## SOURCE PASSAGE
((
= Ron Ganarafo =

Ron Ganinbo Ganarafo (born 20 April 1955) is a Papua New Guinean politician. He was a member of the National Parliament of Papua New Guinea from 1997 to 2002 and from 2012 to 2017, both times representing the electorate of Daulo Open. He was Vice-Minister for Finance (1997) and Vice-Minister for Overseas Development Assistance (1997–1998) in the Skate government and Minister for Fisheries (1999–2002) in the Morauta government.

==Education and business career==

Ganarafo was educated at Omboran Primary School, Amaiyufa Primary School, and Goroka High School before studying a Bachelor of Economics at the University of Papua New Guinea, graduating in 1977. He was the chief executive officer of Coffee Industry Corporation Limited, the Papua New Guinean coffee industry regulator and advocate, from 1988 to 1997.
))
According to the biography of Ron Ganarafo, which organization did he lead as chief executive officer from 1988 to 1997? The listing that follows has no connection to the biography of Ron Ganarafo.

## RECORDS SHOWN
((
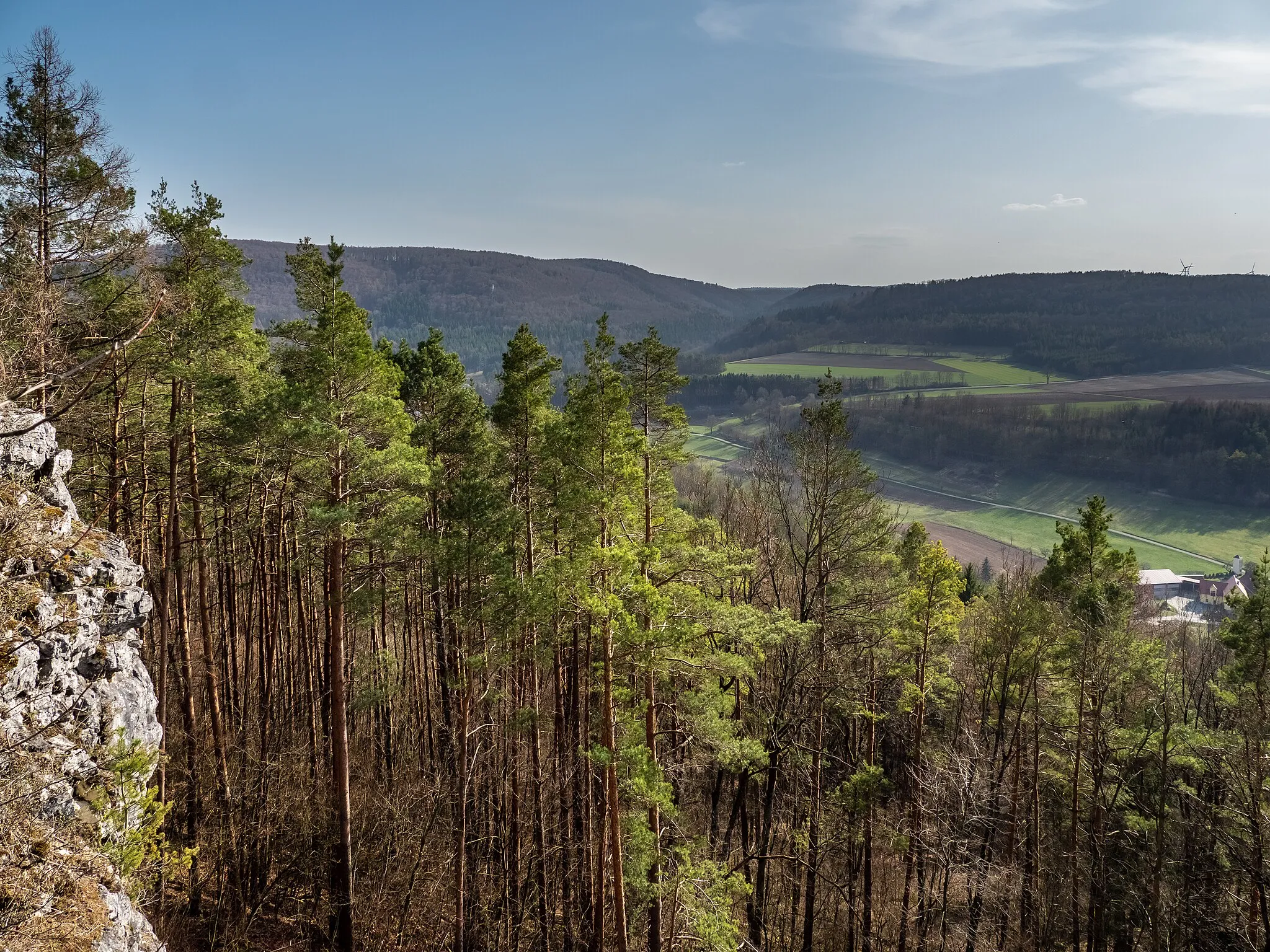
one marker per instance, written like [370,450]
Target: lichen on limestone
[71,685]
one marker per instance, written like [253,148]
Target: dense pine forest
[445,674]
[1215,452]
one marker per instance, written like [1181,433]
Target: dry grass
[50,871]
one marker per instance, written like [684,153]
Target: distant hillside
[479,298]
[1081,324]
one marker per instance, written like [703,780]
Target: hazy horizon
[742,144]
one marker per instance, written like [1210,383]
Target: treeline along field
[450,676]
[1080,324]
[1214,452]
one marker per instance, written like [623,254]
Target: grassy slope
[799,369]
[710,448]
[993,372]
[1209,528]
[980,372]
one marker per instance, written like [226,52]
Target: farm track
[887,480]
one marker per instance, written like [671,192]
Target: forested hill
[479,298]
[1080,323]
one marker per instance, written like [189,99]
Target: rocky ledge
[75,700]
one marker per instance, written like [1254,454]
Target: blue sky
[783,143]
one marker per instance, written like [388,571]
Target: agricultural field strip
[1132,536]
[728,442]
[1054,516]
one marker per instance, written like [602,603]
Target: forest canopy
[443,674]
[1082,324]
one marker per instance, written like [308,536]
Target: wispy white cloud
[1168,74]
[1153,71]
[1059,201]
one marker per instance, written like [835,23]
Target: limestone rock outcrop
[74,692]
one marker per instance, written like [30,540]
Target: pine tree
[65,218]
[343,410]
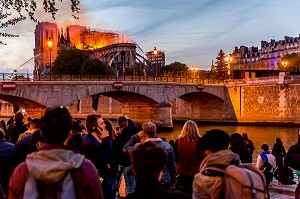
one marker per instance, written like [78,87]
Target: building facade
[157,60]
[268,57]
[115,50]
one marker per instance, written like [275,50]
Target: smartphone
[98,129]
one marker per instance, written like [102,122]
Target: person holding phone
[97,147]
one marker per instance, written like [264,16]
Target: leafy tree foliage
[175,67]
[14,11]
[69,62]
[221,66]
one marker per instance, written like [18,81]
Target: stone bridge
[141,101]
[258,100]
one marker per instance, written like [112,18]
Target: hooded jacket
[206,185]
[49,165]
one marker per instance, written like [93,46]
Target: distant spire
[68,35]
[212,66]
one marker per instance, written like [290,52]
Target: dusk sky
[189,31]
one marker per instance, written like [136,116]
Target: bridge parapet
[148,78]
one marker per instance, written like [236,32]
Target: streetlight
[50,43]
[155,55]
[228,60]
[284,63]
[194,69]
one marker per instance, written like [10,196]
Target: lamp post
[284,63]
[155,55]
[194,69]
[50,43]
[228,61]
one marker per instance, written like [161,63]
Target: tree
[69,62]
[14,11]
[221,66]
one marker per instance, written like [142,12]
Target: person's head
[2,134]
[77,127]
[278,141]
[36,141]
[190,131]
[34,123]
[148,160]
[109,127]
[265,147]
[93,122]
[149,129]
[214,140]
[122,122]
[236,140]
[19,117]
[245,135]
[56,125]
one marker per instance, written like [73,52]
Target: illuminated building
[157,60]
[110,47]
[268,57]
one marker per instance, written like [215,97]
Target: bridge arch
[198,106]
[129,97]
[22,102]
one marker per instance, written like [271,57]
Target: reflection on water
[258,134]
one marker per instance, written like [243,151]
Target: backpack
[243,182]
[266,168]
[63,189]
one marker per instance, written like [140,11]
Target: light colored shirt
[271,160]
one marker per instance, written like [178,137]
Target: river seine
[258,134]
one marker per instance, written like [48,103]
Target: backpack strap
[66,187]
[253,191]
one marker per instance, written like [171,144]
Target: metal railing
[148,78]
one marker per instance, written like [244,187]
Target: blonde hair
[190,131]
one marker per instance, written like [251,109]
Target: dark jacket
[243,152]
[169,175]
[21,150]
[279,152]
[150,188]
[15,130]
[6,163]
[188,158]
[99,154]
[122,139]
[292,157]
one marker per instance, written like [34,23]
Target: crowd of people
[57,156]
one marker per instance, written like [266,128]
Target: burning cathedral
[108,46]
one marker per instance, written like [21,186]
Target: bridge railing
[149,78]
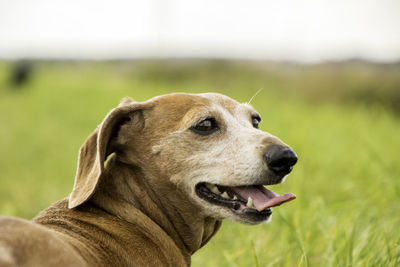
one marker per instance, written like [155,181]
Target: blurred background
[330,78]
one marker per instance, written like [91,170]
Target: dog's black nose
[280,159]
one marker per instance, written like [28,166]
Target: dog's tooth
[225,195]
[209,186]
[215,189]
[250,203]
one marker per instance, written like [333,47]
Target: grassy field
[342,121]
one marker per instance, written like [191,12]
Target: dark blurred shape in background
[21,73]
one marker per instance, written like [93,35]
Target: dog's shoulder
[25,243]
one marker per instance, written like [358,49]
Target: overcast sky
[302,30]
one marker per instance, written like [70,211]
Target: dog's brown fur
[126,212]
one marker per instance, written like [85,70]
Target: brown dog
[153,183]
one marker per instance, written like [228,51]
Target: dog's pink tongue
[262,197]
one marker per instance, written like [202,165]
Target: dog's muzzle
[280,160]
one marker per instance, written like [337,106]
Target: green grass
[347,179]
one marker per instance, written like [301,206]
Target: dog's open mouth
[253,201]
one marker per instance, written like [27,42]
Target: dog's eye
[205,127]
[255,120]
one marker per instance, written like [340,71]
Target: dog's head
[208,146]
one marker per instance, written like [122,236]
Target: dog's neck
[125,188]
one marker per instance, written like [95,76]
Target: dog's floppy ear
[94,152]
))
## THE COMPLETED TASK
Coffee Industry Corporation Limited, the Papua New Guinean coffee industry regulator and advocate.